Supplied text:
═══

The world's largest maker of quantum computers, Canada's D-Wave Systems Inc., recently announced the Pegasus generation of its quantum computers, featuring 2.5 times the qubits (more than 5,000) than its predecessor, as well as the elimination of a major stumbling block to commercialization by directly connecting each of those qubits to three times as many nearby qubits as its previous generation, the Chimera.
Analysts are predicting that Pegasus will advance quantum applications down the technology lifetime exponential growth curve.
Exemplary applications include Denso Corp.'s automated guided vehicles without collision, T-QARD's factory optimization collaboration with Denso, Volkswagen's intelligent traffic management application, and Los Alamos National Laboratory's recent mathematical breakthrough showing how to use D-Wave's quantum annealing architecture to perform quadratic unconstrained binary optimization in place of supercomputer floating point operations.
"D-Wave's Pegasus opens up new application horizons," said Bob Sorensen, chief analyst for quantum computing at Hyperion Research. "By adding over twice as many qubits and three times as many interconnections, the quantum annealing operations performed by Pegasus can be adapted to many other applications besides optimization; from machine learning to financial portfolio risk-assessment."
"Quantum annealing" describes the hardware architecture used by all D-Wave processors. Quantum annealing sidesteps the need for extensive error correction, a problem that plagues the gate-level implementations of Google, IBM, Microsoft, Rigetti, and Xanadu, limiting them to fewer than 70 qubits. Only Fujitsu has also adopted quantum annealing, albeit in a 1024-bit digital chip that only emulates a quantum computer.
According to Sorensen, D-Wave's Pegasus topology takes it very close to the threshold of commercial growth by virtue of its vastly improved interconnection matrix, in which each qubit is connected to 15 nearby qubits. "Pegasus bridges the gap between quantum computing and real world of applications," said Sorensen.
The previous generation, Chimera quantum computers, only made direct interconnections between a qubit and five adjacent qubits, forcing programmers to "waste" some of its 2,000 qubits per chip as makeshift interconnections. The new arrangement will allow all 5,000 qubits to be used for equation variables, enabling complex real-world problems to be solved, according to Sorensen.

═══

Job A: Does each statement below agree with the Pegasus article? For each, give yes or no with the deciding words quoted exactly. (i) The Pegasus generation has more than 5,000 qubits. (ii) Fujitsu's 1024-bit chip is a true quantum computer. (iii) In the Chimera generation, each qubit connected directly to five adjacent qubits.
Job B: Can you reproduce, word for word, the stretch of the Pegasus article from "The world's largest" through "generation, the Chimera."?
Nothing in the material that follows this Pegasus article has any bearing here.

Dataset section:
═══

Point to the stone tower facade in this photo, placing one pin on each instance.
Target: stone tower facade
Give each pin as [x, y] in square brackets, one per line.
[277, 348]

═══

Full response A:
(i) Yes: "featuring 2.5 times the qubits (more than 5,000) than its predecessor"
(ii) No: "a 1024-bit digital chip that only emulates a quantum computer"
(iii) Yes: "only made direct interconnections between a qubit and five adjacent qubits"

Full response B:
The world's largest maker of quantum computers, Canada's D-Wave Systems Inc., recently announced the Pegasus generation of its quantum computers, featuring 2.5 times the qubits (more than 5,000) than its predecessor, as well as the elimination of a major stumbling block to commercialization by directly connecting each of those qubits to three times as many nearby qubits as its previous generation, the Chimera.